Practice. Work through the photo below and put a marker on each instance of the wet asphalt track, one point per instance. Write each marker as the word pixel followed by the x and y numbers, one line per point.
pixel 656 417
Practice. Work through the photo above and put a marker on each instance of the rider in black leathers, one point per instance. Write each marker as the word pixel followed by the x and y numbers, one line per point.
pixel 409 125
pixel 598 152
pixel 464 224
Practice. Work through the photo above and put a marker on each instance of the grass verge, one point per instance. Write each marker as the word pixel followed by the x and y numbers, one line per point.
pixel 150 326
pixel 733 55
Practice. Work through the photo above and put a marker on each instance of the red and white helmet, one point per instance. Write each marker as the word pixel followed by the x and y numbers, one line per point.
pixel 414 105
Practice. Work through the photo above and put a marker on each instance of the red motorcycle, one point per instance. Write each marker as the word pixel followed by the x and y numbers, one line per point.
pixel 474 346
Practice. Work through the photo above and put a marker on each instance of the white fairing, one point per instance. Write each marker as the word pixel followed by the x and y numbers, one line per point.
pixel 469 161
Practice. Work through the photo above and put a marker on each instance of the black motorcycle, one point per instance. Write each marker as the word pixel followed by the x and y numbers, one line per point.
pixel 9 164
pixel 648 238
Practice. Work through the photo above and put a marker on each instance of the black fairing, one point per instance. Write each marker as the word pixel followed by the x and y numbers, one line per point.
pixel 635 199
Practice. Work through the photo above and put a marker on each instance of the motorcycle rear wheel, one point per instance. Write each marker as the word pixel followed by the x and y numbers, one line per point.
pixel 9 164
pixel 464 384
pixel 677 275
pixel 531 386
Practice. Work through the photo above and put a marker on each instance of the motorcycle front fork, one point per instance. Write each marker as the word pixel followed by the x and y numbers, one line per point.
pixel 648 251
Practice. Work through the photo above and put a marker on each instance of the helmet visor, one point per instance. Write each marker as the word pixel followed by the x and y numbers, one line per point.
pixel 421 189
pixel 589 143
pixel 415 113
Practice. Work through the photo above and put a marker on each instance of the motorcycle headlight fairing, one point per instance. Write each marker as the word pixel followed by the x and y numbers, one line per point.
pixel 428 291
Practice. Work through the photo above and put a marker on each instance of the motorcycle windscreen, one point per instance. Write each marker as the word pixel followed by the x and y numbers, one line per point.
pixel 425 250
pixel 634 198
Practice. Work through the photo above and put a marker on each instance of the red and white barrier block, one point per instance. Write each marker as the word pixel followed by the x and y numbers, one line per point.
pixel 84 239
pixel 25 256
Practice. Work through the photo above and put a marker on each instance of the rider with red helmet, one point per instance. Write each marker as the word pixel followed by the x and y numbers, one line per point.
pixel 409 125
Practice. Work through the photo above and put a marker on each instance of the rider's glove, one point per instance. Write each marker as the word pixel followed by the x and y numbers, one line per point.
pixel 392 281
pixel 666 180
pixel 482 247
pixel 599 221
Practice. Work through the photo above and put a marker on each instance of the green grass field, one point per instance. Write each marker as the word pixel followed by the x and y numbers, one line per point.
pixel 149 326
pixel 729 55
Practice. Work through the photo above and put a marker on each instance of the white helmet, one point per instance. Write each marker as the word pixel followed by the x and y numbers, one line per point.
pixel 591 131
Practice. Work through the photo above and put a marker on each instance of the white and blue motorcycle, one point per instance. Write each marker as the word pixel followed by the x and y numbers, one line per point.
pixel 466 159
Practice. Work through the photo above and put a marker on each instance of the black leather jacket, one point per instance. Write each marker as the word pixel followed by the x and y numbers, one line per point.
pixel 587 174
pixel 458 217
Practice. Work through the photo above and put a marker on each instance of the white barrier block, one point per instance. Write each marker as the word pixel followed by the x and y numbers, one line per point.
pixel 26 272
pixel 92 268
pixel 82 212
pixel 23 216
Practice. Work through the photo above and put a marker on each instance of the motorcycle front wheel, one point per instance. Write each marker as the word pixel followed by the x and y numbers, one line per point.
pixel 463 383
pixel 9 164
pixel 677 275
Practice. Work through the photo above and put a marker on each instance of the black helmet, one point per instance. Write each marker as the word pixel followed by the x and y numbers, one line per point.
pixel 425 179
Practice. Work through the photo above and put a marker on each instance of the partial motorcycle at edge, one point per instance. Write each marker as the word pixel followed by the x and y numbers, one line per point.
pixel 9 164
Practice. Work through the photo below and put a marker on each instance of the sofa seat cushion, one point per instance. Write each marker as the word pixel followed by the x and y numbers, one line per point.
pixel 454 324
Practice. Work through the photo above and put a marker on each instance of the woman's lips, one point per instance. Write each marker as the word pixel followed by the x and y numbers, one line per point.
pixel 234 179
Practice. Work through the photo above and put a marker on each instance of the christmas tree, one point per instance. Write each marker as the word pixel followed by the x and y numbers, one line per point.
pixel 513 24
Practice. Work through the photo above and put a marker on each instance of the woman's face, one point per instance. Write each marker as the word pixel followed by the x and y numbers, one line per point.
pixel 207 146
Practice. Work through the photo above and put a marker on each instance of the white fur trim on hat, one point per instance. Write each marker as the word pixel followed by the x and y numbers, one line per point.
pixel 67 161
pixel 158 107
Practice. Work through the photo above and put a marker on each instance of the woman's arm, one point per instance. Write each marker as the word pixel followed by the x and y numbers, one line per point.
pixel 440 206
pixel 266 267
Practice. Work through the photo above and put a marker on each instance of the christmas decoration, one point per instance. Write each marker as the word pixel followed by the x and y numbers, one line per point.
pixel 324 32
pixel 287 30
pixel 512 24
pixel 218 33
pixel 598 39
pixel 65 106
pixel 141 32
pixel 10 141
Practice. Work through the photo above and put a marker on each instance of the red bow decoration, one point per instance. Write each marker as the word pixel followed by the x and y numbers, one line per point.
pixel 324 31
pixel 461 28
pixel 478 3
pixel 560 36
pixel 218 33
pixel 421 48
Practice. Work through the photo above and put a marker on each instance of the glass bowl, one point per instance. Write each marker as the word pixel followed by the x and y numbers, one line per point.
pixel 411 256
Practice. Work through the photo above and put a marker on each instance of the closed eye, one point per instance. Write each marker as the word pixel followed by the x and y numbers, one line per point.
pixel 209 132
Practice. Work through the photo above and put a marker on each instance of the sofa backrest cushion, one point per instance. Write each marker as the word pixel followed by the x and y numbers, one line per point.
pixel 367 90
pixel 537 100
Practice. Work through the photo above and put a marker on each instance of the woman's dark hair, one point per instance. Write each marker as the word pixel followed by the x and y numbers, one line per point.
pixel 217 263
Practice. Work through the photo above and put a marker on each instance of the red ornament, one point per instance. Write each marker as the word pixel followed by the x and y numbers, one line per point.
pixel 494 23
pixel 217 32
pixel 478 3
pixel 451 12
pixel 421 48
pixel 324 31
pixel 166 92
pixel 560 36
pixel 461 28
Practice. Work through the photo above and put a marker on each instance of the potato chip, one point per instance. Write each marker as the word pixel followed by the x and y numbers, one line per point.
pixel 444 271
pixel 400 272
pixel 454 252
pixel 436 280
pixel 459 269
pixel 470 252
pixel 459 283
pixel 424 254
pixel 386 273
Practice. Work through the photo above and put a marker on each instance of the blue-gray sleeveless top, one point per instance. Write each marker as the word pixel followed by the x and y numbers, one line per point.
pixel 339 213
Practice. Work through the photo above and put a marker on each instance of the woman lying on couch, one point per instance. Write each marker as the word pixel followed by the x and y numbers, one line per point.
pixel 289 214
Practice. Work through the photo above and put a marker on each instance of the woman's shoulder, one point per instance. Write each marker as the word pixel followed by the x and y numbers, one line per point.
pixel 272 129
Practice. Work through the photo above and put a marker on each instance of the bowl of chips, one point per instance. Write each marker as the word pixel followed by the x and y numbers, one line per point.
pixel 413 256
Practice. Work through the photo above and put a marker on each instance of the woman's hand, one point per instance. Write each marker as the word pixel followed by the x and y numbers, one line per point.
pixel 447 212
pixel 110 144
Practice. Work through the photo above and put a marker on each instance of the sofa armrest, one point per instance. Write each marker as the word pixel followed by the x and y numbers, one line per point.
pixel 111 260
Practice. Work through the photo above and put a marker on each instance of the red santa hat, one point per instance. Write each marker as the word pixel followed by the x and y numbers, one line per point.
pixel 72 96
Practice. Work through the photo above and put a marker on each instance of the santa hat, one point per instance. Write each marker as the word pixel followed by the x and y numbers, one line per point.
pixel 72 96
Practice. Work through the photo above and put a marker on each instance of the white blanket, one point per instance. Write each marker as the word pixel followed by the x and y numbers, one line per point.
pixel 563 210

+ + + + + + +

■ Directions for this task ■
The answer must be the lines from the one containing "sofa armrest, one" to the final line of the data above, copied exactly, both included, with nothing added.

■ Exercise output ■
Practice. Work through the photo above and put a marker on each instance of the sofa armrest, one point per instance. Write each marker as the word pixel followed by the x and y numbers, one line per point.
pixel 111 260
Practice. Work through the photo above and put a marker on each instance of the red santa hat, one point per instance. Write each marker as the word pixel followed by the x and y numbers, one line per point.
pixel 72 96
Practice. Work through the photo above and put a marker on each instance of the santa hat, one point per instance. Write each marker as the word pixel followed by the x and y numbers, one line per point.
pixel 72 96
Practice. Work through the photo above and put a marker on each instance of the white blanket, one point per instance. Write each marker as the word pixel followed by the x and y numbers, one line per point.
pixel 563 210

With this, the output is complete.